PROBLEM STATEMENT: Copy every line verbatim, starting with the one that contains "of the balcony" and continuing through the end of the items, with both of those lines included.

* BEGIN DATA TO PROCESS *

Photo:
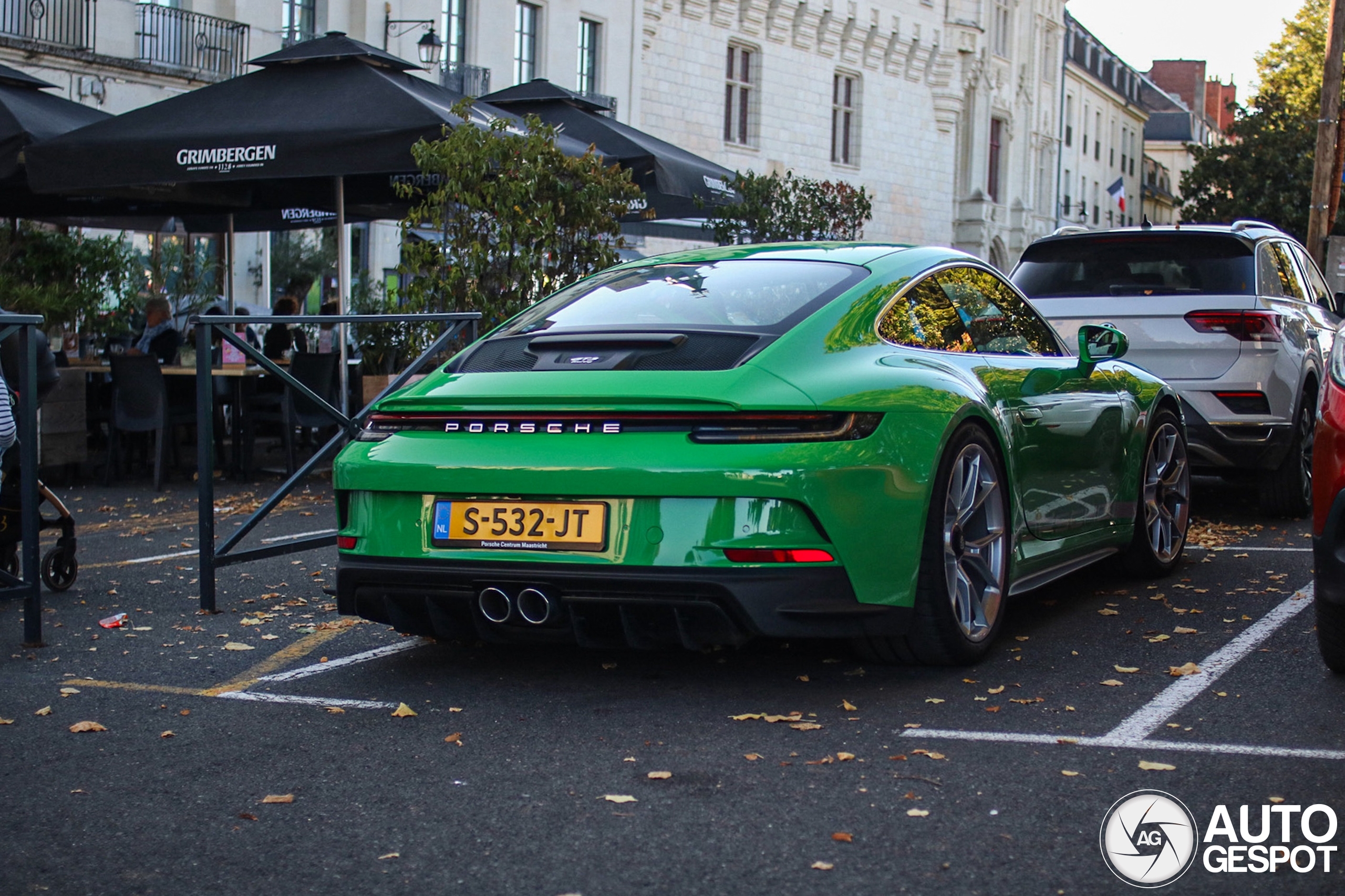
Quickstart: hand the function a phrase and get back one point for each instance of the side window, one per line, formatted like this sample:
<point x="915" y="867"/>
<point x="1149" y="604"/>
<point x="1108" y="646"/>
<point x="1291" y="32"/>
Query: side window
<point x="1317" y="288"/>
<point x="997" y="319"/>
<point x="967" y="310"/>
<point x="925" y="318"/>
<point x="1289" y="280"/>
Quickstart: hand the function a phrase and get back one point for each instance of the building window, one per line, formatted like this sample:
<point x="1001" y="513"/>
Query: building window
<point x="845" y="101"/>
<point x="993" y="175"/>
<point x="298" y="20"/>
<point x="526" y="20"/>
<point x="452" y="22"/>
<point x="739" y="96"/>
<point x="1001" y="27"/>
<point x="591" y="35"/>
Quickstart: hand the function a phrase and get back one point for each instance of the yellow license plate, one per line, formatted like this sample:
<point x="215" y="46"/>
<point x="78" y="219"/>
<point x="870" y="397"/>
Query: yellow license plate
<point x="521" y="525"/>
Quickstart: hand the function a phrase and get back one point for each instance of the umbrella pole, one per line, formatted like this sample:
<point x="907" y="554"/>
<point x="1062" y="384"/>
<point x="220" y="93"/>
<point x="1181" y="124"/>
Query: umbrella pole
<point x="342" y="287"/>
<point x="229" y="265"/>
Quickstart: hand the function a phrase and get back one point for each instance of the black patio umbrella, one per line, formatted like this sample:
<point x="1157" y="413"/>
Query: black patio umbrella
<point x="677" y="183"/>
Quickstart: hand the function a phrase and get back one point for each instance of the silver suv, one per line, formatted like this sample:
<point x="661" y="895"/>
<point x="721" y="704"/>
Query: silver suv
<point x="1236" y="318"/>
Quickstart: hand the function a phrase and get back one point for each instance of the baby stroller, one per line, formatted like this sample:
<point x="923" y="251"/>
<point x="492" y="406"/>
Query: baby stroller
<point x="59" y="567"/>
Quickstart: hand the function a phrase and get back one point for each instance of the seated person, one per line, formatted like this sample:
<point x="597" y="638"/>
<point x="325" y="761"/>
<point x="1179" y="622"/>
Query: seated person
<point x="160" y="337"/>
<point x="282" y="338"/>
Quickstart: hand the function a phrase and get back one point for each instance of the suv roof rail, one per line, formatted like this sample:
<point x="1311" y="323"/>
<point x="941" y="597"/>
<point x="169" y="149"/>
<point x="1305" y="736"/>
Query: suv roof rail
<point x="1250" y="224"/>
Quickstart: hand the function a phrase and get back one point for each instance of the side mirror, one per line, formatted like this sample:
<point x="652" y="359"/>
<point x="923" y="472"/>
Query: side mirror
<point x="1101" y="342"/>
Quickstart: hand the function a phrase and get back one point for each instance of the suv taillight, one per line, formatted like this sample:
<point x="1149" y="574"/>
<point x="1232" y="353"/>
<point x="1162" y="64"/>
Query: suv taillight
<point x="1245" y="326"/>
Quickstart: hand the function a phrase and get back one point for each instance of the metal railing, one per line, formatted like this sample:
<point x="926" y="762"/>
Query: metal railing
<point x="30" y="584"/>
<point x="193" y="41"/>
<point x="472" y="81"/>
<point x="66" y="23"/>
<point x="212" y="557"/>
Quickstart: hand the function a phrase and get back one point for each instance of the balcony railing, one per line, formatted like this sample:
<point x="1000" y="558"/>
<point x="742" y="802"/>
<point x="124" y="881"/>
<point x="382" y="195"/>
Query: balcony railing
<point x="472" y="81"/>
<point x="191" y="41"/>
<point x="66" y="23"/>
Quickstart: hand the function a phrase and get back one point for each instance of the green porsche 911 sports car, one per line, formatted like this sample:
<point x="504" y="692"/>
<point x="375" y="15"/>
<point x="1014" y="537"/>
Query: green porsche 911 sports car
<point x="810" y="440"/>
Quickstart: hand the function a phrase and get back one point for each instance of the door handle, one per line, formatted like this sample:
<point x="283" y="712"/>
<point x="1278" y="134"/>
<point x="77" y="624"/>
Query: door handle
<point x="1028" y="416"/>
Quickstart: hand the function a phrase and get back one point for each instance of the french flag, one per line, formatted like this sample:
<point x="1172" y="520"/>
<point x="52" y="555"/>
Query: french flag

* END DATA TO PROCESS *

RESPONSE TO THIS TASK:
Quickstart: hand the function a phrase and get back one point for each instance of the balcony railing, one per line, formatted like this sample:
<point x="1000" y="558"/>
<point x="742" y="802"/>
<point x="124" y="881"/>
<point x="382" y="195"/>
Query: balcony railing
<point x="472" y="81"/>
<point x="191" y="41"/>
<point x="66" y="23"/>
Quickstart: hand the function a phrase and get back one point for each instance of the green porsche 911 sports car, one per line, formatted like this sample:
<point x="504" y="692"/>
<point x="375" y="15"/>
<point x="1014" y="537"/>
Query: green porsche 911 sports car
<point x="810" y="440"/>
Quickstart: hand the function a phrase and get back one point for each instance of the door handle, one per line, formatted like this sample:
<point x="283" y="712"/>
<point x="1278" y="134"/>
<point x="77" y="624"/>
Query: door handle
<point x="1028" y="416"/>
Quickstart: hand the function a phrase and get back one point for each instance of the french flag, one per line, formatted like this sample:
<point x="1172" y="520"/>
<point x="52" y="555"/>
Query: french flag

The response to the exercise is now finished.